* Text passage
Month: March 2012

after all the changes in this series of blogs, and all the big changes I tried to introduce in them, this is mostly a coda — one in which I just want to mention a couple of new features that don’t fall in the previous apocalypses but that I think are interesting nonetheless.

ClutterTimeline and ClutterAlpha

the timeline class gained a new property, repeat-count which replaces the venerable loop one; whilst loop would just make the timeline loop indefinitely (until forcibly stopped), repeat-count allows you to set a ceiling to the number of repeats.

another change in the Timeline class is the introduction of the progress-mode property, which allows you to control how the progress property is computed. this effectively deprecates ClutterAlpha, even if the class itself hasn’t been marked for deprecation (as we still need it for other API).

these two changes hopefully will make using ClutterTimeline a better experience, and remove some custom code.

Support localizable strings in ClutterScript

if you currently define UI elements in ClutterScript you’ll notice that all the strings are not translatable; this is clearly sub-optimal, and prevents people from actually writing proper applications using this format, just like they do with GtkBuilder.

* Task set
1. Retype the part of the Clutter post that opens with the words "after all the" and closes with "number of repeats.".
2. Answer these questions from the Clutter post:
(a) Which new timeline property replaces the loop property?
(b) Which property lets you control how the progress property is computed?
(c) Which tool does the Clutter post name as one where people write proper applications with translatable strings?
3. Proceed with the Clutter post from where it stops.

(Data records)
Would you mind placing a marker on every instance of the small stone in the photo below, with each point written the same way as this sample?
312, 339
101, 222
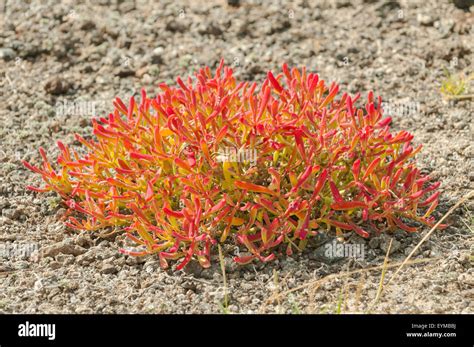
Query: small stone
7, 54
108, 269
56, 86
175, 26
63, 248
125, 72
88, 25
463, 4
425, 19
54, 265
211, 29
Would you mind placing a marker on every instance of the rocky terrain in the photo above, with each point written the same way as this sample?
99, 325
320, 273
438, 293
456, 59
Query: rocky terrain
63, 62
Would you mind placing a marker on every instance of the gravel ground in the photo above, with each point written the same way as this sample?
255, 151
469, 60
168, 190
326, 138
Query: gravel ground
62, 63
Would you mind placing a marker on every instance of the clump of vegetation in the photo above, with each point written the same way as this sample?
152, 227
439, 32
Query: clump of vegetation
456, 86
213, 160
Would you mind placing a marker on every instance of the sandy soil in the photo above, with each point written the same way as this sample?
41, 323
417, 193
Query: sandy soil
61, 64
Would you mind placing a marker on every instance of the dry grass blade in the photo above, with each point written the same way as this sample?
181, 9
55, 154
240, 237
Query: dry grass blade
451, 210
329, 277
382, 277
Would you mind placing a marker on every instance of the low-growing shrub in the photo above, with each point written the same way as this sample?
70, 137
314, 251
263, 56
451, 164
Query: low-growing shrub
213, 160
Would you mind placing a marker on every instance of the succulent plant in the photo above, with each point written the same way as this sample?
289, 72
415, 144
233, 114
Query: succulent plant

* Answers for this exercise
1.
after all the changes in this series of blogs, and all the big changes I tried to introduce in them, this is mostly a coda — one in which I just want to mention a couple of new features that don’t fall in the previous apocalypses but that I think are interesting nonetheless.

ClutterTimeline and ClutterAlpha

the timeline class gained a new property, repeat-count which replaces the venerable loop one; whilst loop would just make the timeline loop indefinitely (until forcibly stopped), repeat-count allows you to set a ceiling to the number of repeats.

2.
(a) repeat-count
(b) progress-mode
(c) GtkBuilder

3.
I recently added the ability to describe translatable strings inside the JSON format, using a syntax like:

  {
    ...
    "a-label-property" : {
      "translatable" : true,
      "string" : "A Translatable String",
      "context" : "Some Context",
      "domain" : "Gettext-Domain"
    },
    ...
  }

the domain and context members are optional, and allow you to specify a gettext domain and context for a specific string; you can assign a domain to the ClutterScript instance, using clutter_script_set_translation_domain(), or use the Gettext domain specified by the application itself upon initialization with bindtextdomain().

obviously, this is just a step: the real support for localization can only come after intltool is updated to handle the JSON format used by ClutterScript, to extract the translatable strings and place them into the POT file; this is planned, but it’s not ready yet.

see you in 6 months!

well, I hope you enjoyed this series of blog posts; oh, more accurately: I hope you haven’t been bored to death by it.

what will happen in six months is, very likely, a 1.12 release of Clutter, with a couple of other Apocalypses landing (a way to animate layout management by using the easing states and transition API instead of the half-aborted animation API inside ClutterLayoutManager; and the ClutterActorModel API, to get rid of the ClutterClones).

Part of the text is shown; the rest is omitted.